## Aim of the task
Retype the lines below word for word, without changing anything, and leave out the pictures.

Region annotation entries
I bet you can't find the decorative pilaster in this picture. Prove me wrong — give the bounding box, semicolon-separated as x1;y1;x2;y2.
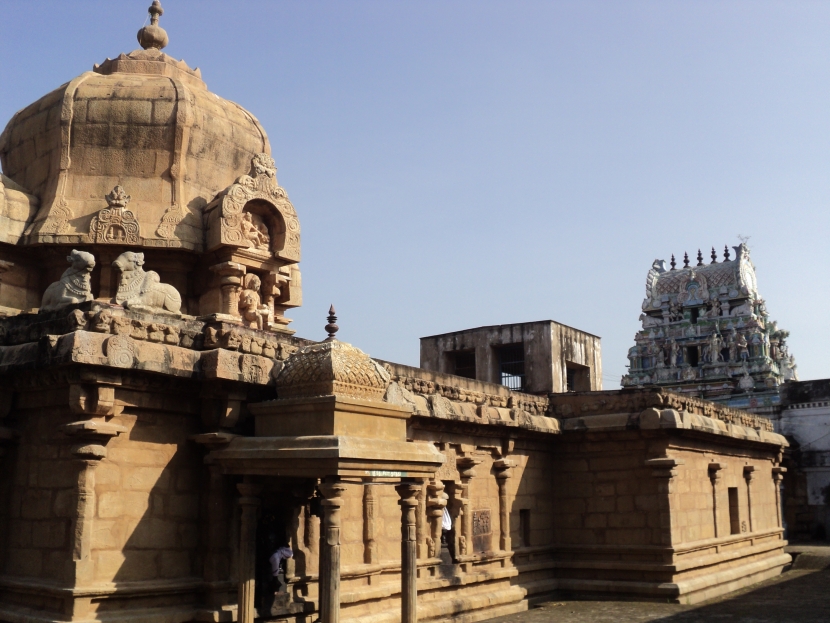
210;262;246;318
415;481;429;560
363;478;378;565
395;481;422;623
709;463;726;538
426;479;447;558
493;459;514;551
772;466;787;528
744;465;755;532
320;480;346;623
61;416;127;584
236;482;262;623
303;503;320;575
456;457;481;555
646;457;685;545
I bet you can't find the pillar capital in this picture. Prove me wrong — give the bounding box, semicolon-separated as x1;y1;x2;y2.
456;456;481;480
317;480;346;508
395;481;423;507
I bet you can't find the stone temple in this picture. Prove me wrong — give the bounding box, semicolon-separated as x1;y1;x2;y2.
0;0;790;623
621;243;798;416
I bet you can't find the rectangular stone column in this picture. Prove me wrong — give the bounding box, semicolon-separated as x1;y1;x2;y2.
236;482;261;623
646;457;686;545
709;463;726;538
457;457;481;554
744;465;755;532
493;459;513;552
319;480;346;623
363;478;378;565
395;481;422;623
772;467;787;528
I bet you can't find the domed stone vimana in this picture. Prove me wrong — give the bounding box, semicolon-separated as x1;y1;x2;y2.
0;0;791;623
0;3;301;324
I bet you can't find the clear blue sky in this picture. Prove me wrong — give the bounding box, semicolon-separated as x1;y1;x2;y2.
0;0;830;389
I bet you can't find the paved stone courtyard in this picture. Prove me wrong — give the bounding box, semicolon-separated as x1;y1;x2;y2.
487;546;830;623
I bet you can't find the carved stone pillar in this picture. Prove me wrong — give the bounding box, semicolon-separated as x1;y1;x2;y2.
709;463;726;538
363;478;378;565
304;504;320;575
395;481;422;623
415;480;429;560
646;457;686;545
262;271;288;327
772;467;787;528
61;416;127;588
426;479;447;558
457;457;481;554
320;480;346;623
210;262;246;318
744;465;755;532
493;459;514;552
236;482;261;623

## Reply to the exercise
I bet you can't find the decorative pilaster in this picture. Prove me wrong — give the bounding box, semicolon-separated as x1;y1;x2;y2.
210;262;246;318
415;481;429;560
363;478;378;565
395;481;422;623
709;463;726;538
426;479;447;558
493;459;514;551
772;466;787;528
744;465;755;532
320;480;346;623
61;416;127;584
236;482;262;623
303;503;320;575
456;457;481;555
646;457;685;545
I bet you can't find the pillar capital in this picture. Prove me wrong — give the bounding box, semicolon-separated as x1;y1;x2;y2.
456;456;481;480
317;480;346;508
395;481;423;507
I bet you can't find the stone temple in this picture. Prove me wrong — give the bounding box, semicolon-separated as x1;y1;x2;y2.
0;0;790;623
621;243;798;416
I bet you can't find the rectangular stone column in this picture. Prove me wrong — give the bounding box, semicolon-separated as x1;y1;x2;y2.
236;482;261;623
646;457;686;545
709;463;726;538
457;457;481;554
744;465;755;532
493;459;513;552
319;480;346;623
363;478;378;565
395;481;422;623
772;467;787;528
I bet you can't find the domed stone vimana in this picture. Prove me wrong — give the bounding box, semicolon-separated as x1;y1;x2;y2.
0;0;791;623
0;3;301;324
I bet you can't find the clear blue sky in this picture. Prove me wrong — give the bounding box, semicolon-separated as x1;y1;x2;y2.
0;0;830;389
I bet you can't find the paved stone courtyard in this picture. Prove me wrong — give the bounding box, semicolon-separated as x1;y1;x2;y2.
487;546;830;623
I bet you can't find the carved stone pillar in this picture. Prove me wrong — give the bounding box, semicolon-separated as x1;y1;x2;y2.
709;463;726;538
363;478;378;565
304;504;320;575
395;481;422;623
415;480;429;560
646;457;686;545
262;271;288;327
772;467;787;528
61;416;127;588
426;479;447;558
457;457;481;554
320;480;346;623
210;262;246;318
744;465;755;532
493;459;514;552
236;482;261;623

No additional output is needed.